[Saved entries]
--------------------------------------------------

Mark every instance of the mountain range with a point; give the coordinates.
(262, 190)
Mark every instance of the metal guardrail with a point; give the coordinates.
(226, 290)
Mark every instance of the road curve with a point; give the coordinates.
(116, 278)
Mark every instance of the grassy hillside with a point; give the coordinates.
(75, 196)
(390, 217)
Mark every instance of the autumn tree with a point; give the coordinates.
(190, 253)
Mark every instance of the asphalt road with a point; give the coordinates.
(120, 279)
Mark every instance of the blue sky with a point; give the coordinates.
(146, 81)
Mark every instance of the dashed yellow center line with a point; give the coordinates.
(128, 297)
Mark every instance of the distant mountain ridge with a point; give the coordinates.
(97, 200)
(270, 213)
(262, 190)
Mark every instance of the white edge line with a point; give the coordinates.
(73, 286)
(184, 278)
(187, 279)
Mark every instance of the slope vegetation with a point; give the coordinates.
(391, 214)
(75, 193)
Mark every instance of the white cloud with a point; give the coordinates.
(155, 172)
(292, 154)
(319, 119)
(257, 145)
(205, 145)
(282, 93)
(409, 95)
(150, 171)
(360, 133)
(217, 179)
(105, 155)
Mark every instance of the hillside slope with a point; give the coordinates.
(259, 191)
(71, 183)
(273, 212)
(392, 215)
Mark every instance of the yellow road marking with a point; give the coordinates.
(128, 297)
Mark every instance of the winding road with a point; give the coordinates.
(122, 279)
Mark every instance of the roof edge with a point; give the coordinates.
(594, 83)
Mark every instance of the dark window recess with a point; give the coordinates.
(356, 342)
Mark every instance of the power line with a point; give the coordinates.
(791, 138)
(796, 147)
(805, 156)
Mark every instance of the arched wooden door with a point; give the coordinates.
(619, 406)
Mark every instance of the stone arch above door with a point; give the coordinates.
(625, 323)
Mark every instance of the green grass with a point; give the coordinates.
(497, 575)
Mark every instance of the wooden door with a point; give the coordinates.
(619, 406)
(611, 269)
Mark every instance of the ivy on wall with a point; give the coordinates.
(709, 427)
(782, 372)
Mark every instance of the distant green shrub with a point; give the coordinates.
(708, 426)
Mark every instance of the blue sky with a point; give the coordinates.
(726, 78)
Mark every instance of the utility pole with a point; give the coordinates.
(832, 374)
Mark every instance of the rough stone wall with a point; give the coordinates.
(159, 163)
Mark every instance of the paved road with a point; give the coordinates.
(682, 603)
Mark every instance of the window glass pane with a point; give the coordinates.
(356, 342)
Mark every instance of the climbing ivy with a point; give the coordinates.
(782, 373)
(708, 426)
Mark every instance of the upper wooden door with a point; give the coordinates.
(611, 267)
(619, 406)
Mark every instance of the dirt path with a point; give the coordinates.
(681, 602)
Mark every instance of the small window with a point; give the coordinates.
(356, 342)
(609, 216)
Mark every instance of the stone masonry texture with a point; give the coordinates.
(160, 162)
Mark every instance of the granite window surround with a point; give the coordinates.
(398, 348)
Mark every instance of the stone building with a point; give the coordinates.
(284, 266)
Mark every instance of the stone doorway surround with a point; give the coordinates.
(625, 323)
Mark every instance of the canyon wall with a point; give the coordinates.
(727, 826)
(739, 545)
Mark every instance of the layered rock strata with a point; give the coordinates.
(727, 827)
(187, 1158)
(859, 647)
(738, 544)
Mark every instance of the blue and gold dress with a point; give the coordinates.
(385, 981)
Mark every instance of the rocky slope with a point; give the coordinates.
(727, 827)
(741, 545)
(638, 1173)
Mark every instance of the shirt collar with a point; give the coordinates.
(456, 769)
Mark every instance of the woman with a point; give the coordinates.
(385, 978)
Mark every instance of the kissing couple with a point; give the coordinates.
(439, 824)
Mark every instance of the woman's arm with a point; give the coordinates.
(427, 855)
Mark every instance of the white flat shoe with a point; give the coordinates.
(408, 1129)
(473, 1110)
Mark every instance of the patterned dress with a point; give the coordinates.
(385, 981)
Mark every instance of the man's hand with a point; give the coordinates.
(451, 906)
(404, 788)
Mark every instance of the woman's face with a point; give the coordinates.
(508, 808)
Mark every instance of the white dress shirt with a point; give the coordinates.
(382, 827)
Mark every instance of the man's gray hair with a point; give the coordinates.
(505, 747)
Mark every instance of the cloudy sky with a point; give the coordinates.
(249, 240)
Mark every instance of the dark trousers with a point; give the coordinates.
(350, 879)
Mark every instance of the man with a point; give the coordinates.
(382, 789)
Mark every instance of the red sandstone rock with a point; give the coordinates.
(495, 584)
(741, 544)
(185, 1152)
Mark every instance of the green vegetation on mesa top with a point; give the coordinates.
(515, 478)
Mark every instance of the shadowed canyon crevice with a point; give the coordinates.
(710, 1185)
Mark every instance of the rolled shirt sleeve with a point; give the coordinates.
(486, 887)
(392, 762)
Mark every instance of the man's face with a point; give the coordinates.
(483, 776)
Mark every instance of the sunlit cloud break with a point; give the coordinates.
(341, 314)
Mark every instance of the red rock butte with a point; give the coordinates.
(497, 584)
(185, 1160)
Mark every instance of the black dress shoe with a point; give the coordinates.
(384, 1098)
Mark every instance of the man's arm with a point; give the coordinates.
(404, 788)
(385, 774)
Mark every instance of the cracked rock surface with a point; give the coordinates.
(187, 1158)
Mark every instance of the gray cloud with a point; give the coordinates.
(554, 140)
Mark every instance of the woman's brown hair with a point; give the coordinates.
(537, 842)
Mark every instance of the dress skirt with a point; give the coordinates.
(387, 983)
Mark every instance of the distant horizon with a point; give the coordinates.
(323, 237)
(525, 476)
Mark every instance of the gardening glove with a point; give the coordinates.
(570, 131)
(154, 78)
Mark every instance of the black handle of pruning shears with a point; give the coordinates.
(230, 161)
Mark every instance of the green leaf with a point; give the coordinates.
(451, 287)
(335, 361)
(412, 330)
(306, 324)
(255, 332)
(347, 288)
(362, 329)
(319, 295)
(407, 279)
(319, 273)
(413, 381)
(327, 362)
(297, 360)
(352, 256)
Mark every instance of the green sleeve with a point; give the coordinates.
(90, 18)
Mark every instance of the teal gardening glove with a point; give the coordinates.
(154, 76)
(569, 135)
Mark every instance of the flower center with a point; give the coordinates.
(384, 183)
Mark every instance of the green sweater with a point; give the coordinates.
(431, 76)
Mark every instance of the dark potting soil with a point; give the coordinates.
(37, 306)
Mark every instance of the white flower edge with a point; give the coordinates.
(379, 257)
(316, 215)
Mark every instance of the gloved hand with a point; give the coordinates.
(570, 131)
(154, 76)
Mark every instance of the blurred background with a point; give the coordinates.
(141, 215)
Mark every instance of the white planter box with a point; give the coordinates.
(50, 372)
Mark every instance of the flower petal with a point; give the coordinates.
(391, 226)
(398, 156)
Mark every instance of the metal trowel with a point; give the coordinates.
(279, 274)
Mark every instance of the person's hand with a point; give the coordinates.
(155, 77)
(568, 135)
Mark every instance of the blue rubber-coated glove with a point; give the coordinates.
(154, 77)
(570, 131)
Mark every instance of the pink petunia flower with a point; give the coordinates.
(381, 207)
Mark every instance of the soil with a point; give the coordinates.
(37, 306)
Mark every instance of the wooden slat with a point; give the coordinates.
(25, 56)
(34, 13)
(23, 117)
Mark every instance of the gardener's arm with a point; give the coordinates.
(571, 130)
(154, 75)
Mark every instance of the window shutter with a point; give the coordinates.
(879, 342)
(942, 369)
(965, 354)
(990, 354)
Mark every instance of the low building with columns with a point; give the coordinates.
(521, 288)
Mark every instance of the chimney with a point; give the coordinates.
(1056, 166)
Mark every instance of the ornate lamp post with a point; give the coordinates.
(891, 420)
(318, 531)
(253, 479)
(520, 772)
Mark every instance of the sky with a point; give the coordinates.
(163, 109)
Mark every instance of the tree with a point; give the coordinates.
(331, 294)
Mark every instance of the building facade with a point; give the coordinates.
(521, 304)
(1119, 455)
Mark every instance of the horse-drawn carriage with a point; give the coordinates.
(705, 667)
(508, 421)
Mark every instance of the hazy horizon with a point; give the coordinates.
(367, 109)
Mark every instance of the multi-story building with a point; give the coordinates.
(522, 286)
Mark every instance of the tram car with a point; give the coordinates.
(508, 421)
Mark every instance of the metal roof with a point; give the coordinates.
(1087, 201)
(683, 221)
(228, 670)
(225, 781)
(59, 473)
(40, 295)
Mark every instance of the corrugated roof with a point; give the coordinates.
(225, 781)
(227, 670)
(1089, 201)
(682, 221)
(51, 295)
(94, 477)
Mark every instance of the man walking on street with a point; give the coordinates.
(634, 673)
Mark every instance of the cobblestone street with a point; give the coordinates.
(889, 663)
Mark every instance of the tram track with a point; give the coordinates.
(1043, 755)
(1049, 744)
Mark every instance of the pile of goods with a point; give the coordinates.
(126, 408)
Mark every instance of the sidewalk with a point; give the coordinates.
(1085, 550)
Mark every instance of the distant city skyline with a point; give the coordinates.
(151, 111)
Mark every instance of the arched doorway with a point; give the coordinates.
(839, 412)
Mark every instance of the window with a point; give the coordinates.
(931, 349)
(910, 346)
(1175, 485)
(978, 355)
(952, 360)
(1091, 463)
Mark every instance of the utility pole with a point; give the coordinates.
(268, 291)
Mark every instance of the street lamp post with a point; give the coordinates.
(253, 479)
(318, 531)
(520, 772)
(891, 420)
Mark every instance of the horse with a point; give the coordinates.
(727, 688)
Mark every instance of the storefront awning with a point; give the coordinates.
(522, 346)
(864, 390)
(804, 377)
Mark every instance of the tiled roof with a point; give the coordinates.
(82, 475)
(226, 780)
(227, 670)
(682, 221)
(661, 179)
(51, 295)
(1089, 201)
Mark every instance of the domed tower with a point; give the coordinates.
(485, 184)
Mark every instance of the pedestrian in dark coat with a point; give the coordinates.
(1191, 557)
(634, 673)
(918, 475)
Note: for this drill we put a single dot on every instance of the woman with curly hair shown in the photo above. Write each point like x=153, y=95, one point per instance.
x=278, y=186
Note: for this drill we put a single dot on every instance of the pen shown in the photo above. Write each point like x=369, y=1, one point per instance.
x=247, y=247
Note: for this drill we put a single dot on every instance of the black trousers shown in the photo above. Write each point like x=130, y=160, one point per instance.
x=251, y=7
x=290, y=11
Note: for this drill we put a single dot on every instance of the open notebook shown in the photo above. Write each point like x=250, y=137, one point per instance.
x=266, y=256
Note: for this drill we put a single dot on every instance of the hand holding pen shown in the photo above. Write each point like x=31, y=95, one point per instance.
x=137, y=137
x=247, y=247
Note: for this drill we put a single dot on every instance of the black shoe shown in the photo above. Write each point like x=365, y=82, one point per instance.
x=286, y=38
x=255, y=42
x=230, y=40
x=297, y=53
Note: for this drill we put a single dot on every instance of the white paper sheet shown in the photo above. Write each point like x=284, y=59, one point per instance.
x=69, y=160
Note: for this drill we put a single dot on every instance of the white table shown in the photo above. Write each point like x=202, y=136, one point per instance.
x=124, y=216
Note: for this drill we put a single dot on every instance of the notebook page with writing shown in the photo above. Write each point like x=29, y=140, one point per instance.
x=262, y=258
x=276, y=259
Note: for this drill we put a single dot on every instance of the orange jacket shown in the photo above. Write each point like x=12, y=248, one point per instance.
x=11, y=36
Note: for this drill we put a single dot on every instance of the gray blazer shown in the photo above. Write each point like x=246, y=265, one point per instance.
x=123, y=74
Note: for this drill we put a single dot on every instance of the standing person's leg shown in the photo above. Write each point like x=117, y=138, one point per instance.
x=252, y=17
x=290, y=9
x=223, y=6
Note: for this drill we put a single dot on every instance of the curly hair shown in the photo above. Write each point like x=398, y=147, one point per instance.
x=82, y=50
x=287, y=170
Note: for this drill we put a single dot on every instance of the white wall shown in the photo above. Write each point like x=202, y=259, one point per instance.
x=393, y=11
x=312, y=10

--------------------------------------------------

Task to carry out: Every line from the one containing "y=59, one point per instance." through the final line of the data above is to be restated word for word, and nothing more.

Result of this task:
Note: for this drill we put a single dot on every instance of the white paper sheet shown in the photo above. Write each point like x=284, y=59, one point per instance.
x=69, y=160
Note: for this drill we put a single dot on every instance of the white table shown in the photo above. Write each point like x=202, y=136, one point per instance.
x=124, y=216
Note: for this drill we put a single dot on every instance of the notebook page with writing shown in the photo above. Write each point like x=29, y=140, one point per instance.
x=262, y=258
x=276, y=259
Note: for this drill we put a single dot on every instance of the orange jacket shown in the photo above. Write each point like x=12, y=248, one point per instance.
x=11, y=36
Note: for this drill we put a single dot on every instance of the gray blazer shown in the photo above. Write each point like x=246, y=265, one point per instance.
x=123, y=74
Note: for this drill we put a single dot on every instance of the standing person's leg shown in the photo above. Write each point like x=117, y=138, one point per instance.
x=252, y=17
x=290, y=9
x=223, y=6
Note: for this drill we put a single dot on every instance of the curly hair shown in the photo above. Write each point like x=398, y=147, one point per instance.
x=82, y=50
x=287, y=170
Note: for this drill we put a single dot on every instance of the white wall shown in the photo above. Write each point like x=202, y=259, one point per instance.
x=393, y=11
x=312, y=10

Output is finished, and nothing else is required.